Reproduce each of the records below verbatim, omitting the picture.
··· Extracted material ···
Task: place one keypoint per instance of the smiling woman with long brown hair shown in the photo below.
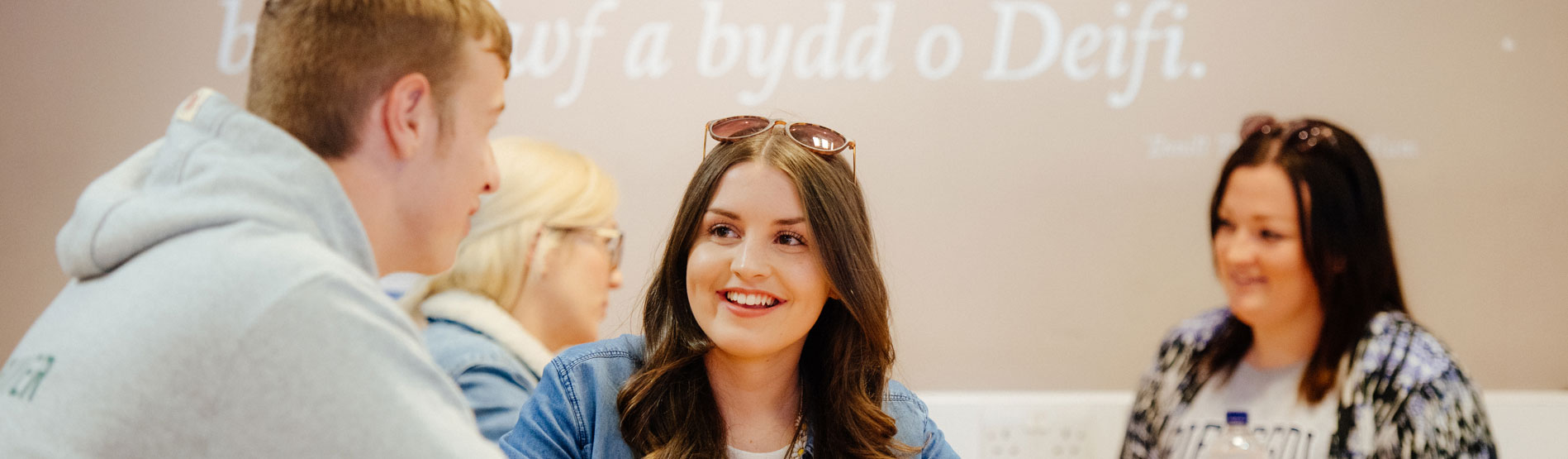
(766, 326)
(1316, 347)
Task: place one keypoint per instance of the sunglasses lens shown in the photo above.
(739, 127)
(817, 137)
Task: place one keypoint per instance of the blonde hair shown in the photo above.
(321, 63)
(541, 186)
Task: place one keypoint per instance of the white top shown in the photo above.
(1276, 414)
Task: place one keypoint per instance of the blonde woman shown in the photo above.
(530, 279)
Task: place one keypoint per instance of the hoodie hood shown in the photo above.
(216, 165)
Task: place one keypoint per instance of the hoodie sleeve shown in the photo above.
(335, 370)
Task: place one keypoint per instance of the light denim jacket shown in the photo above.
(573, 412)
(487, 352)
(494, 380)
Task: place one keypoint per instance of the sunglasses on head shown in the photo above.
(815, 137)
(1300, 134)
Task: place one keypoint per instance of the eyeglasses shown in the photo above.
(612, 239)
(815, 137)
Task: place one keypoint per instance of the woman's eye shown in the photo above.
(789, 239)
(722, 232)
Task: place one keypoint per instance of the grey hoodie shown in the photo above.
(223, 304)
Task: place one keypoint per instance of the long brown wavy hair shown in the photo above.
(668, 409)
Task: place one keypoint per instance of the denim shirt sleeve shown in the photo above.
(548, 423)
(496, 396)
(915, 423)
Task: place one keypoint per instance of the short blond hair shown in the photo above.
(321, 63)
(541, 186)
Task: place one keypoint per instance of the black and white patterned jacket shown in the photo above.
(1400, 395)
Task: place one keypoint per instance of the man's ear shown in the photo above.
(408, 115)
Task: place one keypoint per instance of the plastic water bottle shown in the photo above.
(1238, 442)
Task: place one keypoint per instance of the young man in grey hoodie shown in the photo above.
(223, 298)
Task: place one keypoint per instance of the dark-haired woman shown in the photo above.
(766, 326)
(1316, 343)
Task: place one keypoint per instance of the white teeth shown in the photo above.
(752, 299)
···
**Completed exercise:**
Task: place one keypoint per instance of the smiling woman with long brown hair shown in the photo below.
(766, 326)
(1316, 347)
Task: place one keypoint per instance of the sunglasses lens shown in the photo above.
(739, 127)
(817, 137)
Task: place one keypoint per instance of the blonde hair shown in the photo above.
(321, 63)
(541, 186)
Task: place one keypoint per instance of the white top shown in the photo above.
(1276, 414)
Task: place one keypoint per instance of the blonde woman shown in the photo above.
(530, 279)
Task: place one keypoint per instance of the hoodie hood shown in the photo above.
(216, 165)
Task: place one keypoint per instance of the hoodie sleeve shown in the photo above.
(335, 370)
Task: place one keypoint per instance of the light denim jacket shown in the photo above.
(573, 412)
(487, 352)
(494, 380)
Task: place one keypoint per instance of the sunglasses on head shown in the photo above.
(815, 137)
(1300, 134)
Task: place one keypoint per instance of the eyeglasses shown in the photo above.
(612, 239)
(815, 137)
Task: place one keypoint per instance of the woman's eye shown in the photo above.
(789, 239)
(722, 232)
Task: place one keypoint per instance of the grey hoodie shown in the photo above.
(223, 304)
Task: place one keypoint per instance of the long brown wavy hair shown in the photo above.
(668, 409)
Task: place one keypoint per instance of the denim shirt sleeve shown in the photo above.
(548, 423)
(496, 396)
(915, 423)
Task: place one keypoint per instance of the short blond hair shown in the photo above.
(321, 63)
(541, 186)
Task: place one keypoint per instance of the black and white patterned jacket shown in the photo above.
(1400, 395)
Task: place one keypoint per instance of the man's ear shown in the photo above.
(408, 115)
Task: place one keypoint per instance of the plastic water bottle shown in the photo above.
(1238, 442)
Task: place one keypoint per instance of the young man in grey hoodie shown in the photo above.
(223, 298)
Task: place one keypoint per instance of the dark-haired woman shown in the photo above.
(766, 326)
(1316, 343)
Task: place one keypoint per instance of the white teeth shown in the photo above.
(752, 299)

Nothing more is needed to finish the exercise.